[Collection entries]
____

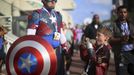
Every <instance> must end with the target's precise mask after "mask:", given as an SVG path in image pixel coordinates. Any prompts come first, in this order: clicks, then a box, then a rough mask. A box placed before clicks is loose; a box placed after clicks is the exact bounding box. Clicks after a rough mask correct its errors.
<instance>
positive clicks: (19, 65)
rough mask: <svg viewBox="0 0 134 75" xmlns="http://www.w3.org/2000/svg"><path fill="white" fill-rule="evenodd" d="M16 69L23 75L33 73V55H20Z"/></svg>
mask: <svg viewBox="0 0 134 75" xmlns="http://www.w3.org/2000/svg"><path fill="white" fill-rule="evenodd" d="M18 67H19V69H20V70H21V71H22V73H24V74H28V73H29V74H30V73H33V72H34V71H35V69H36V67H37V59H36V57H35V56H34V55H33V54H30V53H25V54H22V55H21V56H20V57H19V60H18Z"/></svg>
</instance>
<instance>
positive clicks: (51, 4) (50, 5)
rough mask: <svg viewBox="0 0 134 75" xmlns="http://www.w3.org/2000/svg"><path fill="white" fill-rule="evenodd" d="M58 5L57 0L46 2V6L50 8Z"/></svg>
mask: <svg viewBox="0 0 134 75" xmlns="http://www.w3.org/2000/svg"><path fill="white" fill-rule="evenodd" d="M55 5H56V2H55V1H49V2H45V6H46V7H47V8H49V9H54V8H55Z"/></svg>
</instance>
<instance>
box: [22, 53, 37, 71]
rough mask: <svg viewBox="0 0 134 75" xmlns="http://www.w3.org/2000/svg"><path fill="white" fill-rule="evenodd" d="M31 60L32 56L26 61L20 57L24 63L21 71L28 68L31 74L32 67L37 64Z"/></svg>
mask: <svg viewBox="0 0 134 75" xmlns="http://www.w3.org/2000/svg"><path fill="white" fill-rule="evenodd" d="M30 58H31V54H29V55H28V57H27V58H26V59H25V58H22V57H20V60H21V61H22V63H23V64H22V65H21V67H20V68H21V69H23V68H26V69H27V71H28V72H29V73H30V67H31V66H32V65H35V64H36V63H34V62H32V61H31V60H30Z"/></svg>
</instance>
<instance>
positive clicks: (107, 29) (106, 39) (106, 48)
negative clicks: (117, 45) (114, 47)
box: [87, 27, 112, 75]
mask: <svg viewBox="0 0 134 75" xmlns="http://www.w3.org/2000/svg"><path fill="white" fill-rule="evenodd" d="M111 36H112V32H111V31H110V30H109V29H108V28H106V27H102V28H99V29H98V30H97V36H96V43H95V44H94V45H93V50H94V52H92V49H91V48H92V47H91V46H90V47H89V48H90V50H91V51H89V52H92V53H90V54H92V56H90V58H91V62H93V63H91V64H89V65H90V66H92V65H95V66H94V68H92V69H90V68H91V67H87V68H88V75H106V72H107V69H108V65H109V59H110V50H111V46H110V45H109V44H108V40H109V38H110V37H111ZM89 43H90V42H89ZM89 65H88V66H89ZM93 69H94V71H95V74H94V73H93Z"/></svg>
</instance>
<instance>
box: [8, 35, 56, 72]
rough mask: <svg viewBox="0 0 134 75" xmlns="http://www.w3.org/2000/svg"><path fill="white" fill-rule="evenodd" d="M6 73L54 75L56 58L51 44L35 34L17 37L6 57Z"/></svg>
mask: <svg viewBox="0 0 134 75" xmlns="http://www.w3.org/2000/svg"><path fill="white" fill-rule="evenodd" d="M6 61H7V62H6V69H7V72H8V75H55V73H56V69H57V58H56V55H55V52H54V49H53V48H52V46H51V45H50V44H49V43H48V42H47V41H46V40H44V39H42V38H41V37H39V36H35V35H28V36H23V37H20V38H19V39H17V40H16V41H15V42H14V43H13V44H12V45H11V47H10V48H9V51H8V53H7V57H6Z"/></svg>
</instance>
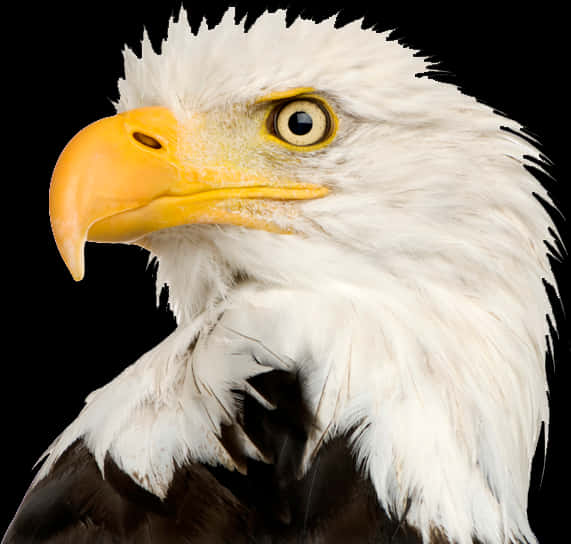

____

** What the task requires **
Every line in the data above that contains the word "clicks" should be copied.

** Response **
Every <instance> must end with the target's precise mask after "mask:", given as an SVG path in image pixel coordinates. Any prompts come first, in this order: clicks, then a box, then a rough mask. A box placed before clicks is loose; a box placed after clicks is the exact bounding box. Clicks after a rough mask correct its errors.
positive clicks: (19, 65)
positive clicks: (51, 4) (50, 5)
positive clicks: (107, 29) (106, 39) (106, 48)
negative clicks: (117, 45) (114, 47)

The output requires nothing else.